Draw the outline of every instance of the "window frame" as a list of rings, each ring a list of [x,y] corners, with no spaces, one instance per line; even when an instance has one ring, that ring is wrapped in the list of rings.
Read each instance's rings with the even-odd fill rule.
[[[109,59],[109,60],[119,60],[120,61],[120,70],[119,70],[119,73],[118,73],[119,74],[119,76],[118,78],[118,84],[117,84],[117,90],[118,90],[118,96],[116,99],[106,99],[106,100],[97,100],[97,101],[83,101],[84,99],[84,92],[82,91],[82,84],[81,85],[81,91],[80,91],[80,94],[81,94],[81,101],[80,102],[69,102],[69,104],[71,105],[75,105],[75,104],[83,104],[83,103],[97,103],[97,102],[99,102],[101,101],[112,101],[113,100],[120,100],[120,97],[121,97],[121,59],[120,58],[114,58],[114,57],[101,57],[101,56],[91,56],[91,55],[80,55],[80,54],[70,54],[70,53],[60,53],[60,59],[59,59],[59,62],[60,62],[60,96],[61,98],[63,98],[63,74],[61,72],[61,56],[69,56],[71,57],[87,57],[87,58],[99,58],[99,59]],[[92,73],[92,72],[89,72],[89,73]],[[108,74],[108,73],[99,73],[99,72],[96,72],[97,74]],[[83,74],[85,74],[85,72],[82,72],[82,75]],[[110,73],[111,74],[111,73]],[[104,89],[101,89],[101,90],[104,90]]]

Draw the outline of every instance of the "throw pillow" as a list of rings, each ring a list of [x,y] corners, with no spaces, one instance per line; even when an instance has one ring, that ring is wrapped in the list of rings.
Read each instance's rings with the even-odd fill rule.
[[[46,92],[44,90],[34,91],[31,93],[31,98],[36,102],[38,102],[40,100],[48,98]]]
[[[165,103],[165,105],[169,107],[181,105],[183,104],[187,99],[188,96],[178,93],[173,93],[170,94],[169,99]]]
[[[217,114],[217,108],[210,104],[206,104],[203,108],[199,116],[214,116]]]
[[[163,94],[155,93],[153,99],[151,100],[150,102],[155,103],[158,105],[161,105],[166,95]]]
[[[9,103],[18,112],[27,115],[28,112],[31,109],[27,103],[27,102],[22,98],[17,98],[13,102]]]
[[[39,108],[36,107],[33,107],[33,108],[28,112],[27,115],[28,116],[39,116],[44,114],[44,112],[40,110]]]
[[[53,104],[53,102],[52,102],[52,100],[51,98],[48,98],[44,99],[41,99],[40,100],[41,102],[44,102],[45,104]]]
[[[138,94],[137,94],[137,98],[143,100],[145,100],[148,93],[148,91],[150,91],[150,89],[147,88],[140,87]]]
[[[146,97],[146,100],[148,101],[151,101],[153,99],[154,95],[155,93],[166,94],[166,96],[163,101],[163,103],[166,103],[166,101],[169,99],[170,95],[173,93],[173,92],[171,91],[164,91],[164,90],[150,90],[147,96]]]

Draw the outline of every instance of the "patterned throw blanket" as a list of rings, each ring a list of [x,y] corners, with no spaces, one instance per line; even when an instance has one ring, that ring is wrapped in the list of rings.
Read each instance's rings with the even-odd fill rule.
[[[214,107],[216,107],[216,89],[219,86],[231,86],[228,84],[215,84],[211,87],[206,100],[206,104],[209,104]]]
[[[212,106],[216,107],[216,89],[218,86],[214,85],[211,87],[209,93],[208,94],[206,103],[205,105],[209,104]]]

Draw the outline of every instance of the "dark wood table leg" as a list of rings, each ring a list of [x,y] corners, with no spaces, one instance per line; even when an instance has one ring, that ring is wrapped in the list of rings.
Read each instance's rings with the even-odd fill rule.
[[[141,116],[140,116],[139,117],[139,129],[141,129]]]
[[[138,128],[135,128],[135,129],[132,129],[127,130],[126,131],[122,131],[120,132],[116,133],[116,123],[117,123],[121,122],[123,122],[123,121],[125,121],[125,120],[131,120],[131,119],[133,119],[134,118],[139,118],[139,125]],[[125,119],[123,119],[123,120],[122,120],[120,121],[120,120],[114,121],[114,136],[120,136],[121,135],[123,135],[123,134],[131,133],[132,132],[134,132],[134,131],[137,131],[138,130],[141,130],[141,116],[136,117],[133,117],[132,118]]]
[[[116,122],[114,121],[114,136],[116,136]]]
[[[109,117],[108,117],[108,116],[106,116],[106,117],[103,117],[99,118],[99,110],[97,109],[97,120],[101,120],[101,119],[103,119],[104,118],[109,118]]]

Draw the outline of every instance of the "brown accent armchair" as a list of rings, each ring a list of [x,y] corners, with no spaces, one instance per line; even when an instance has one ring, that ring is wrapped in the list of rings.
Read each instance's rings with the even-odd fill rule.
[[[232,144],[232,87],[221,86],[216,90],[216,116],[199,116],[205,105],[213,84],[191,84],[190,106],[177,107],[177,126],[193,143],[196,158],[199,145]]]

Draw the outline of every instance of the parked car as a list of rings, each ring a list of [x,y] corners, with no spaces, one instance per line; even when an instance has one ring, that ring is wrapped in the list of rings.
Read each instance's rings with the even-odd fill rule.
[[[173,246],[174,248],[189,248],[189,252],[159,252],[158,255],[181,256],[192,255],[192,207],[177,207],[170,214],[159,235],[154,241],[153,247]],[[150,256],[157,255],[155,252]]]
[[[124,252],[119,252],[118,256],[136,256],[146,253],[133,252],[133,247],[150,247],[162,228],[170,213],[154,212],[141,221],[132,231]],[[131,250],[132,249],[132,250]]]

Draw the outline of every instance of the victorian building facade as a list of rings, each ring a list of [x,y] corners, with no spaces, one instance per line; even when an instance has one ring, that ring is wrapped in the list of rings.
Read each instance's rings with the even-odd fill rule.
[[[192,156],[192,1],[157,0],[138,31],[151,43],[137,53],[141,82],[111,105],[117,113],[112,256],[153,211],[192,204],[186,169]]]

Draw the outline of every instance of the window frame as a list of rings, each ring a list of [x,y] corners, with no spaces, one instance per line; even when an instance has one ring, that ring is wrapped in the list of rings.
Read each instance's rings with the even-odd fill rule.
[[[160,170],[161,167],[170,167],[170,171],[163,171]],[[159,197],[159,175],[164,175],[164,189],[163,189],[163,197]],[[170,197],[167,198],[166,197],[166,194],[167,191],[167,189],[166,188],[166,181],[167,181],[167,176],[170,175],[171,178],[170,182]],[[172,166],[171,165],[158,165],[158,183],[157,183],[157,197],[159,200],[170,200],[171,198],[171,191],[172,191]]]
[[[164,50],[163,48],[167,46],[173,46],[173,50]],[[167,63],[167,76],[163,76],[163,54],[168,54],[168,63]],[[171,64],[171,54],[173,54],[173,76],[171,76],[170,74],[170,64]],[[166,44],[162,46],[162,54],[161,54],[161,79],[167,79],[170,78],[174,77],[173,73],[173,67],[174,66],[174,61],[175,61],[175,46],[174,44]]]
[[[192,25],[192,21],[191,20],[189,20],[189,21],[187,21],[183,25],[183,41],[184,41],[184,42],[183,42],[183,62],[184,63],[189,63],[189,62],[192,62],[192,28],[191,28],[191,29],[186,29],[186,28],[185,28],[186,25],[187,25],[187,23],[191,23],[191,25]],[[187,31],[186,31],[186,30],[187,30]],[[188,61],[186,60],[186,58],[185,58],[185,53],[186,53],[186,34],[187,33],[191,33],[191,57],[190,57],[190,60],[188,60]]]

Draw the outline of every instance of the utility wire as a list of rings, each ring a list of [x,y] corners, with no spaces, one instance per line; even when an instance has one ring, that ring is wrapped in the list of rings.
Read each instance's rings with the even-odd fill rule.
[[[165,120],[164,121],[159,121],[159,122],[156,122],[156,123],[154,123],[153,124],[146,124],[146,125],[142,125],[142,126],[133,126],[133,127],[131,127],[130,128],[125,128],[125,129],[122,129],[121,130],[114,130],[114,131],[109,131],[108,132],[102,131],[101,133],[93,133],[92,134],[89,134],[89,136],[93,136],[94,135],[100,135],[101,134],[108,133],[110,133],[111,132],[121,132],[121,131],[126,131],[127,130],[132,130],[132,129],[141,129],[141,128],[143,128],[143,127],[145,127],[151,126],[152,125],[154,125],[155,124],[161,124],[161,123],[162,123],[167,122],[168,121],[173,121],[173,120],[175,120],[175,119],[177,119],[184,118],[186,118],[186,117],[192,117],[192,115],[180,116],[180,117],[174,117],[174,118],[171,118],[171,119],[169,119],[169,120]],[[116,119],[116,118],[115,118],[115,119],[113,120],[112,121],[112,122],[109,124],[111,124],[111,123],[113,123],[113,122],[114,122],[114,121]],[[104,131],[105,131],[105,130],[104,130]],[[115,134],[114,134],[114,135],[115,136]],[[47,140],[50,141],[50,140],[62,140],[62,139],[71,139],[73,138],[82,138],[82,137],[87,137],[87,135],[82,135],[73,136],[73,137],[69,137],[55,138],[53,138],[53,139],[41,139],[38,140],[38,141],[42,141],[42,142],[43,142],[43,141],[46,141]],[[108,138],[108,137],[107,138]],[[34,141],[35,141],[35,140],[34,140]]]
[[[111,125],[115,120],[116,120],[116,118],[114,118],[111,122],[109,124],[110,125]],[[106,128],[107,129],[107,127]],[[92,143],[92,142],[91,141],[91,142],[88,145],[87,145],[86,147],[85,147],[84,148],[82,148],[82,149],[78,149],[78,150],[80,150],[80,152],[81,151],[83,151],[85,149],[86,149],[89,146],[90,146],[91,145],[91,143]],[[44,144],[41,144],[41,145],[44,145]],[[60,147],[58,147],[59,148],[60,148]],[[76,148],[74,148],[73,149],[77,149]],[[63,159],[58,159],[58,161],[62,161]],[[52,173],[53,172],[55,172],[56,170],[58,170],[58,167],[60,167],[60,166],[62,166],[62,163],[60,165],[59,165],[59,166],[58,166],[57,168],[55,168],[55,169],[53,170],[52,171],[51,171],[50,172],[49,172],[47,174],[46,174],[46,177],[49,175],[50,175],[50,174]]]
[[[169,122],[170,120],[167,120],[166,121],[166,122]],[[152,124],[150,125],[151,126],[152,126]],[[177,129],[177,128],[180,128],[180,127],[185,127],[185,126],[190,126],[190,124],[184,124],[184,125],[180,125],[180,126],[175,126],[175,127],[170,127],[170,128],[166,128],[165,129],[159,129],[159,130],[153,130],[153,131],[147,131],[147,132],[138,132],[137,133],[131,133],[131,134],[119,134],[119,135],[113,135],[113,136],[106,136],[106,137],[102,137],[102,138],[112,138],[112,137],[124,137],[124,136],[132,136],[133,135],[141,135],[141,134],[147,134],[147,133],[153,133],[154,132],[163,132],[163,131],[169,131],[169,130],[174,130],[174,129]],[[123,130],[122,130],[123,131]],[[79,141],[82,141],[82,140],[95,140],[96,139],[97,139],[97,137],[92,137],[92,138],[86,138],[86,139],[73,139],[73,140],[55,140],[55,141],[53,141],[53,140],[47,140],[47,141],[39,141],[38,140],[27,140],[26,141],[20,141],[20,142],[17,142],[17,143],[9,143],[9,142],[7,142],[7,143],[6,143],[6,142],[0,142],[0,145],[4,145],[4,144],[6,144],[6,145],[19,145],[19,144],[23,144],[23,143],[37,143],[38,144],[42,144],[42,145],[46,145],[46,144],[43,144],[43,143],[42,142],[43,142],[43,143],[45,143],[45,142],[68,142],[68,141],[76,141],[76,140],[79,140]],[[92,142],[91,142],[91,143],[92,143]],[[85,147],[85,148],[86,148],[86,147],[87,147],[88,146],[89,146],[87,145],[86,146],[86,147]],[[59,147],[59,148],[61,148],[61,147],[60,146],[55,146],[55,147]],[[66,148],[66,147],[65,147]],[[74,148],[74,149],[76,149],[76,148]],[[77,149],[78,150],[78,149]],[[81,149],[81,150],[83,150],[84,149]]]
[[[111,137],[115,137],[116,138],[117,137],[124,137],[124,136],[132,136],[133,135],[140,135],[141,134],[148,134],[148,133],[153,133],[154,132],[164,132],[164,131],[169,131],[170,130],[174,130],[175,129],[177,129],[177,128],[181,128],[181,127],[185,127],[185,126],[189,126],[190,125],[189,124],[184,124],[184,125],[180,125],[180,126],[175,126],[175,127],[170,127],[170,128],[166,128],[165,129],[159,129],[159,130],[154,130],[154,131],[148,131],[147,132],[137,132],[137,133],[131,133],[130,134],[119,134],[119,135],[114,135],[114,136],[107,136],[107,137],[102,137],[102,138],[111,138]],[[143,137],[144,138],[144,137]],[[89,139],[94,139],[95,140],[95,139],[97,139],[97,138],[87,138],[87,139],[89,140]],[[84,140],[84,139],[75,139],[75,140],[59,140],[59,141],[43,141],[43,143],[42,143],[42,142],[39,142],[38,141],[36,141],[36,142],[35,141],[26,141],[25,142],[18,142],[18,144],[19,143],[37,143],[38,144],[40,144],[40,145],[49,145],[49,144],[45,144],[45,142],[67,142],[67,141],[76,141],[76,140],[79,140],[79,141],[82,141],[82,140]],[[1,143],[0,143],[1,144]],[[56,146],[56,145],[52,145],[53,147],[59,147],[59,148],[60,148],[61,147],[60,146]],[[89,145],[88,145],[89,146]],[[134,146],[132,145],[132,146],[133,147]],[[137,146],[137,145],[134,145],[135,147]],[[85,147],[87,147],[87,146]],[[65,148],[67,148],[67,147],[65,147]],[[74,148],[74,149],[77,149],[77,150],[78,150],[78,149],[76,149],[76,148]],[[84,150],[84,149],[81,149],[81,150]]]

==========

_Exercise_
Which lines in the data above contain the word "table" with its case matching exactly? Copy each of those lines in full.

_Solution to the problem_
Draw the outline of every instance of the "dark wood table leg" as a list of rings, each ring a list of [x,y] corners, with no spaces, one instance per line; even when an instance has one ring, that ring is wrapped in the list of rings.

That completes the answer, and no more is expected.